Tarefa:
Transcreva na íntegra o texto sobre a saída da VALE Moçambique de Moatize.

Fez, em Março deste ano, 1 ano desde que a VALE Moçambique parou de explorar o carvão mineral no distrito de Moatize, província de Tete, deixando para trás milhares de famílias afectadas que ainda esperam compensações, reparações e justiça. Aquilo que para muitos parecia um rumor confirmou-se com o anúncio do Ministério de Recursos Minerais e Energia (MIREME), a 25 de Março de 2022, em que autorizava a venda dos activos da VALE Moçambique, ignorando o apelo de dezenas de organizações da sociedade civil que exigiam que a VALE resolvesse todos os seus pendentes antes de sair do país.
Numa carta aberta assinada por 29 organizações da sociedade civil e grupos afectados pela VALE, e enviada para o MIREME, estas afirmavam terem “envidado esforços para documentar e denunciar as graves e variadas violações de direitos humanos perpetradas pela empresa VALE Moçambique e o incumprimento das suas obrigações, incluindo a sua contribuição para a degradação ambiental no Distrito de Moatize. Existem ainda inúmeros processos legais em curso (…) contra a empresa VALE Moçambique, que devem ser finalizados antes que a venda seja autorizada por este Ministério.” Vários anexos foram enviados juntamente com a carta, para corroborar estas alegações. Não obstante, o governo fez-se de surdo e o Ministro dos Recursos Minerais e Energia autorizou a venda em menos de 20 dias após tomar posse – um recorde de rapidez numa decisão tão sensível quanto controversa.

Trechos dos registros:

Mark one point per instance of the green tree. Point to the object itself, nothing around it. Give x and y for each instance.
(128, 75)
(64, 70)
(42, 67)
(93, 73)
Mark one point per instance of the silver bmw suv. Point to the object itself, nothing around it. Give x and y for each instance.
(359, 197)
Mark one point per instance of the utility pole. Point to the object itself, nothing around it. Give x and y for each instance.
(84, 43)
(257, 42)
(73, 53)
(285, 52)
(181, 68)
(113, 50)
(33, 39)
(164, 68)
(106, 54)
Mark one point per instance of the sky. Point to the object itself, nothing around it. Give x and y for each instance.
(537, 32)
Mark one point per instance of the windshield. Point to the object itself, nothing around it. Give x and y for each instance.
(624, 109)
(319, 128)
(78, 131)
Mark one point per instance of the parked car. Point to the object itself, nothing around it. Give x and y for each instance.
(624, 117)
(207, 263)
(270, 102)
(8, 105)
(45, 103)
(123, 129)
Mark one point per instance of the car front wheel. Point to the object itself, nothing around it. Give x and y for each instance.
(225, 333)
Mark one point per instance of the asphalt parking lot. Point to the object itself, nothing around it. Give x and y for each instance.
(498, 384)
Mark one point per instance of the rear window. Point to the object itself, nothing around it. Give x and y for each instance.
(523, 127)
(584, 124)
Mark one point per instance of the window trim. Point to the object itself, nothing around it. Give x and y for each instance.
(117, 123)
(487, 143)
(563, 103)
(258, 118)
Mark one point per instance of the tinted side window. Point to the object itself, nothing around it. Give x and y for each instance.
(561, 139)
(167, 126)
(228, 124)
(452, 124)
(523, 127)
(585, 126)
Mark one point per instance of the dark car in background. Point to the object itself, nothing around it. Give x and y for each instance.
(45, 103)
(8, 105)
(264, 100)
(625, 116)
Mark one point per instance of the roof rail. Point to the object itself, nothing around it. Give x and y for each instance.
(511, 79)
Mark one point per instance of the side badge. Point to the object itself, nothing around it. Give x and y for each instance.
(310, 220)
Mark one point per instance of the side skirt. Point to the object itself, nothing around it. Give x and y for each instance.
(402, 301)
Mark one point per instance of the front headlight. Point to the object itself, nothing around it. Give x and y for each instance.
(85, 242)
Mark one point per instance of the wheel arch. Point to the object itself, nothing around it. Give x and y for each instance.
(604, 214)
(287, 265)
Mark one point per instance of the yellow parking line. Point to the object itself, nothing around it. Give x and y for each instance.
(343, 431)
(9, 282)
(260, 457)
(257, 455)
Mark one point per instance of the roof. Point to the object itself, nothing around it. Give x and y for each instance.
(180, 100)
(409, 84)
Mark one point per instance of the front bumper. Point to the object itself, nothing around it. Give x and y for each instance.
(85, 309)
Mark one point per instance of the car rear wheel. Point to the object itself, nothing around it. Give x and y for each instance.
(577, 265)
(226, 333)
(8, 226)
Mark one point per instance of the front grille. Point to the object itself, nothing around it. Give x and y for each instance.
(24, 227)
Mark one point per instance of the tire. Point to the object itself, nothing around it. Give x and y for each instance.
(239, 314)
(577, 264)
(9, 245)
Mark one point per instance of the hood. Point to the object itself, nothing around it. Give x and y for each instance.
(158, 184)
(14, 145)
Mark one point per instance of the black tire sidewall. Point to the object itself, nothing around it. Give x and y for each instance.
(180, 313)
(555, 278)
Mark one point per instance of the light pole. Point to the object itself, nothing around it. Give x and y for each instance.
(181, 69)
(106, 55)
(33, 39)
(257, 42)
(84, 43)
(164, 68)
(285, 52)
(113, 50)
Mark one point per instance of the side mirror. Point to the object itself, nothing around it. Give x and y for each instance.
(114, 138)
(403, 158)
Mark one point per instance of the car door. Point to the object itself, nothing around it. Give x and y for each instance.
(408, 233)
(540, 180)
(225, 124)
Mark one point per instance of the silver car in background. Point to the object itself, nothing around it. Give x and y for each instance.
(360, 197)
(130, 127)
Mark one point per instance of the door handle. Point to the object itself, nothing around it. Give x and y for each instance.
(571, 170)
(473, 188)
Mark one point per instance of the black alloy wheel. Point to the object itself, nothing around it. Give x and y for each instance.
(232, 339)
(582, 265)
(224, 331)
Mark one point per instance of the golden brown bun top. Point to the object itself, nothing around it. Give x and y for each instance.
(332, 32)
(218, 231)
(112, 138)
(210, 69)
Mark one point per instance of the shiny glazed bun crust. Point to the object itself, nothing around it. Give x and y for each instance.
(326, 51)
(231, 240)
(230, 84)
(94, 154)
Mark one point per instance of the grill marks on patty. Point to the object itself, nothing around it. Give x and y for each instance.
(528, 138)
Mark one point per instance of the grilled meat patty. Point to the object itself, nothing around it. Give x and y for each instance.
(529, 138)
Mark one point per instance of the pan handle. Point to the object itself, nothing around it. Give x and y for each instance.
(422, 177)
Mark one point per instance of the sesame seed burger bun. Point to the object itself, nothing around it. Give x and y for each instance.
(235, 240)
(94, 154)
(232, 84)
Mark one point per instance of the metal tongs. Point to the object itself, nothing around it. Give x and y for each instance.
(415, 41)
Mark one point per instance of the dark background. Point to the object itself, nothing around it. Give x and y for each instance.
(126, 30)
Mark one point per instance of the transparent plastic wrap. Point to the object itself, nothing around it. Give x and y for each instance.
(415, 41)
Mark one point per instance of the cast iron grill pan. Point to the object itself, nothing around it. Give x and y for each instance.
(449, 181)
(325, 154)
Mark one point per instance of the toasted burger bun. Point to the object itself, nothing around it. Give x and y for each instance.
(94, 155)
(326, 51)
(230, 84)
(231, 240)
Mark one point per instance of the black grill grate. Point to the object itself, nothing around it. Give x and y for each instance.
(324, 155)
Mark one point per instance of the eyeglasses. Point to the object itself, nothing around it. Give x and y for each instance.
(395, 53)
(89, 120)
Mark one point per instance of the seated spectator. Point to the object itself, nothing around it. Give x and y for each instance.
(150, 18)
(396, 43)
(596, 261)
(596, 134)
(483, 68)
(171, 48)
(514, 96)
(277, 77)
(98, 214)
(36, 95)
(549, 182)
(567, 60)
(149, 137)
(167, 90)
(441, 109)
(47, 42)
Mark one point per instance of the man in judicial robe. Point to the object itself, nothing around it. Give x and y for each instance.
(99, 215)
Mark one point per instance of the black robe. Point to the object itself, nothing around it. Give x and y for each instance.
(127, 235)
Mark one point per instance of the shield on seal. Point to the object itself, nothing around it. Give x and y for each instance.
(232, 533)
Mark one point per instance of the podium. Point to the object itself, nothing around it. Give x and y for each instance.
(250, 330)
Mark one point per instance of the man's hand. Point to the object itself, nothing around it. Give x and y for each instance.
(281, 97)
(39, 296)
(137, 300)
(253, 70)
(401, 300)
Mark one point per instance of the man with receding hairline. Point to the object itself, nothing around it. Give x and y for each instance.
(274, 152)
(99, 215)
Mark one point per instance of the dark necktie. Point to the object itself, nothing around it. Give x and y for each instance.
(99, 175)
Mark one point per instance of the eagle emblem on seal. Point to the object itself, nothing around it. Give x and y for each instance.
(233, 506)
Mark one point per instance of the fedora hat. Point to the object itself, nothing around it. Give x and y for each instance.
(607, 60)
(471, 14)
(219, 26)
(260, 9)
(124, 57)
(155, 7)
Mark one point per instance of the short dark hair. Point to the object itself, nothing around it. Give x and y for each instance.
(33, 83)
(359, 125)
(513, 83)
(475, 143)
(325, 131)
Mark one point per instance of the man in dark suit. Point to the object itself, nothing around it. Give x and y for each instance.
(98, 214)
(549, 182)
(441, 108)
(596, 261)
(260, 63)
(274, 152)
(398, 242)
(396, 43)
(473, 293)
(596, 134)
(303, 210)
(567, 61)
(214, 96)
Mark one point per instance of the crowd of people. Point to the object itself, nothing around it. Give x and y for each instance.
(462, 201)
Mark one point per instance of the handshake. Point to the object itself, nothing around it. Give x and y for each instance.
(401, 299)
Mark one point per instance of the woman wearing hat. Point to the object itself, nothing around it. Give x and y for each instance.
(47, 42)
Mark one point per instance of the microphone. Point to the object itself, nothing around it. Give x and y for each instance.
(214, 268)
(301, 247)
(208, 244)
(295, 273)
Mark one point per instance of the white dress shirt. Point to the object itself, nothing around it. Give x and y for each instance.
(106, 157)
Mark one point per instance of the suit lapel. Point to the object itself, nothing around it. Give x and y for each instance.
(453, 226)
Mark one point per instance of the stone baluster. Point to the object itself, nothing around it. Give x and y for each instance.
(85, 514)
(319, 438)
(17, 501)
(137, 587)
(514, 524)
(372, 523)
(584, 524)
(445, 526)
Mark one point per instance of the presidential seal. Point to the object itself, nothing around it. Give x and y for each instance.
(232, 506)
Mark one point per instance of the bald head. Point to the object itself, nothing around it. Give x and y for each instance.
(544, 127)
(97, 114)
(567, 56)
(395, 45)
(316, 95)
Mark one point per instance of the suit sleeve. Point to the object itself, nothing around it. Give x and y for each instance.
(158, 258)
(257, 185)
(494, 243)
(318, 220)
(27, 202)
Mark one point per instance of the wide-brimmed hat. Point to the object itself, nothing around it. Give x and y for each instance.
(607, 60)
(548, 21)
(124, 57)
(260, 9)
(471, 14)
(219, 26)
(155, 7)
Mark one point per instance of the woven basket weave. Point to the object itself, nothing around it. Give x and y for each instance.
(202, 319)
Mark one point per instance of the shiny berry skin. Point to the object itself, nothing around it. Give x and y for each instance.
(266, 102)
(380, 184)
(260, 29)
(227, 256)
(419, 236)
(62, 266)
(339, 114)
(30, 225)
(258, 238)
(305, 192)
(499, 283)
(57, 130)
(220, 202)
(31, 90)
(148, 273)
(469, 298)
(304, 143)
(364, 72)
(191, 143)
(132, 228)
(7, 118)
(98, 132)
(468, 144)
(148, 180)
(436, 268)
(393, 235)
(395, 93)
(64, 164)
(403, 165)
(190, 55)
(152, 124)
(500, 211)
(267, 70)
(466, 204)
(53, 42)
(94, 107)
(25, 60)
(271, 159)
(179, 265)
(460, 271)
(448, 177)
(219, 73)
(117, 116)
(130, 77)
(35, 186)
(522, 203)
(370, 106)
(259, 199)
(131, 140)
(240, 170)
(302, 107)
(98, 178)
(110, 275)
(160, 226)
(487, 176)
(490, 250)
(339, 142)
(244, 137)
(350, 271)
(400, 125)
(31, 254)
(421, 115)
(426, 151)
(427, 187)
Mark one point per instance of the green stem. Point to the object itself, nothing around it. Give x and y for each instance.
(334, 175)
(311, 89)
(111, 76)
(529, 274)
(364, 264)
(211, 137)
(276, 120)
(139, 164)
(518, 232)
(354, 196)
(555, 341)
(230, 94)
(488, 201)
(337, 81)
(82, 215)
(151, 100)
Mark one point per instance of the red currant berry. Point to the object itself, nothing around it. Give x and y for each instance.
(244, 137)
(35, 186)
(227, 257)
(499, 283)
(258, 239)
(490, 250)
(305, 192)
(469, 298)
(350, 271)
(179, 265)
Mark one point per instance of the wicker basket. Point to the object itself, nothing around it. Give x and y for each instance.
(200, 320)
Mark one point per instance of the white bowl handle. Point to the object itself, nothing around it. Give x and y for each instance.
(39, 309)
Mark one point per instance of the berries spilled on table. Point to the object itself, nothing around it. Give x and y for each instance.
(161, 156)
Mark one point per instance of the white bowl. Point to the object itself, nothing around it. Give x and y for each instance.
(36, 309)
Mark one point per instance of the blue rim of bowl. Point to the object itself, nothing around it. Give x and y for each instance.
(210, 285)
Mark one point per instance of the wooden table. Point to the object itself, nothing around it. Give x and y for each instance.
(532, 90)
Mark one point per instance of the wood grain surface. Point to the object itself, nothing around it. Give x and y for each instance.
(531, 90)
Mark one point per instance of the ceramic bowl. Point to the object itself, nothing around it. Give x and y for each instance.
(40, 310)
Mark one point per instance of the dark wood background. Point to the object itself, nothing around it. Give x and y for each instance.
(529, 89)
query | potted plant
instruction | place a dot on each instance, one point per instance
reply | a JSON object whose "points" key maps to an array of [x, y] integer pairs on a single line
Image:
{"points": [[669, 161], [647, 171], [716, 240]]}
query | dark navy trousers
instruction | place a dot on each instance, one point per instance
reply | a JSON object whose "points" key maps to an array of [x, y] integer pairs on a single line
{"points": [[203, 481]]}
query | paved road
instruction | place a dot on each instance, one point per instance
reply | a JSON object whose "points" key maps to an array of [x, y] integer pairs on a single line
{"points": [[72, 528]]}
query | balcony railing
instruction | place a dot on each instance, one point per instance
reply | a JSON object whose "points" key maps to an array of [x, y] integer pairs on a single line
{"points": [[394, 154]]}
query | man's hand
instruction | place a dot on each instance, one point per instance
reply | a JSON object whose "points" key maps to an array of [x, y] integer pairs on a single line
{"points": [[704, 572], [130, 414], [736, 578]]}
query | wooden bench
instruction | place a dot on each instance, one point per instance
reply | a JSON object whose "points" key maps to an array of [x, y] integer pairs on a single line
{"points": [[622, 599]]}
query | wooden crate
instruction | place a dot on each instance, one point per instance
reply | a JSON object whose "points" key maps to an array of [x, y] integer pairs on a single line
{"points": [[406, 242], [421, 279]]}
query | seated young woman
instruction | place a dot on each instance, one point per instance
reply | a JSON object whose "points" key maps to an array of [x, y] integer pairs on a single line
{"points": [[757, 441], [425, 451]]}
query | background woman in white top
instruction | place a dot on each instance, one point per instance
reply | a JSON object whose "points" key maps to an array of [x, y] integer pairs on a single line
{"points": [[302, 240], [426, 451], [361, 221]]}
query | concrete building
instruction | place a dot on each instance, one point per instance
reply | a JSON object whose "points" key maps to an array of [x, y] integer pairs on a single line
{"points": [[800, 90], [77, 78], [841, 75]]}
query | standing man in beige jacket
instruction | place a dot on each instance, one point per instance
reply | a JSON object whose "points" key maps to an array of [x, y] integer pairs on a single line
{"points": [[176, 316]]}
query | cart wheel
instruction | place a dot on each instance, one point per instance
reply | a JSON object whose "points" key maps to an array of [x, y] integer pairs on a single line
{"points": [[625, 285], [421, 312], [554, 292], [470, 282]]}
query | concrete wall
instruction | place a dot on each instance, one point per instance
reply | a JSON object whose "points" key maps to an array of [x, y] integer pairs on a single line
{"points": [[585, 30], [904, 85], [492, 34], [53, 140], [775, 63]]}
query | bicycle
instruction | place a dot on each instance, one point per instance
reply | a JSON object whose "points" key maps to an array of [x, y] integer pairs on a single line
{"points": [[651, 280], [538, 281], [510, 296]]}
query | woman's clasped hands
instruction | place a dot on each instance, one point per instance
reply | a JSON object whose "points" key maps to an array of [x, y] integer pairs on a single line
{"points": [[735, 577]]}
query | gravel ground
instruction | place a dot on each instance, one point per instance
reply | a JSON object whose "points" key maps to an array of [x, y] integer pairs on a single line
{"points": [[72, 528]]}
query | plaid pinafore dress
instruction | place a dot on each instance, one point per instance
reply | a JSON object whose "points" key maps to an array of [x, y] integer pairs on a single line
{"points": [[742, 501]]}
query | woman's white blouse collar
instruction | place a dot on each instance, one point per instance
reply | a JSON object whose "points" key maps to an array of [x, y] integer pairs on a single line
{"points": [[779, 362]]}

Resolução:
Fez, em Março deste ano, 1 ano desde que a VALE Moçambique parou de explorar o carvão mineral no distrito de Moatize, província de Tete, deixando para trás milhares de famílias afectadas que ainda esperam compensações, reparações e justiça. Aquilo que para muitos parecia um rumor confirmou-se com o anúncio do Ministério de Recursos Minerais e Energia (MIREME), a 25 de Março de 2022, em que autorizava a venda dos activos da VALE Moçambique, ignorando o apelo de dezenas de organizações da sociedade civil que exigiam que a VALE resolvesse todos os seus pendentes antes de sair do país.
Numa carta aberta assinada por 29 organizações da sociedade civil e grupos afectados pela VALE, e enviada para o MIREME, estas afirmavam terem “envidado esforços para documentar e denunciar as graves e variadas violações de direitos humanos perpetradas pela empresa VALE Moçambique e o incumprimento das suas obrigações, incluindo a sua contribuição para a degradação ambiental no Distrito de Moatize. Existem ainda inúmeros processos legais em curso (…) contra a empresa VALE Moçambique, que devem ser finalizados antes que a venda seja autorizada por este Ministério.” Vários anexos foram enviados juntamente com a carta, para corroborar estas alegações. Não obstante, o governo fez-se de surdo e o Ministro dos Recursos Minerais e Energia autorizou a venda em menos de 20 dias após tomar posse – um recorde de rapidez numa decisão tão sensível quanto controversa.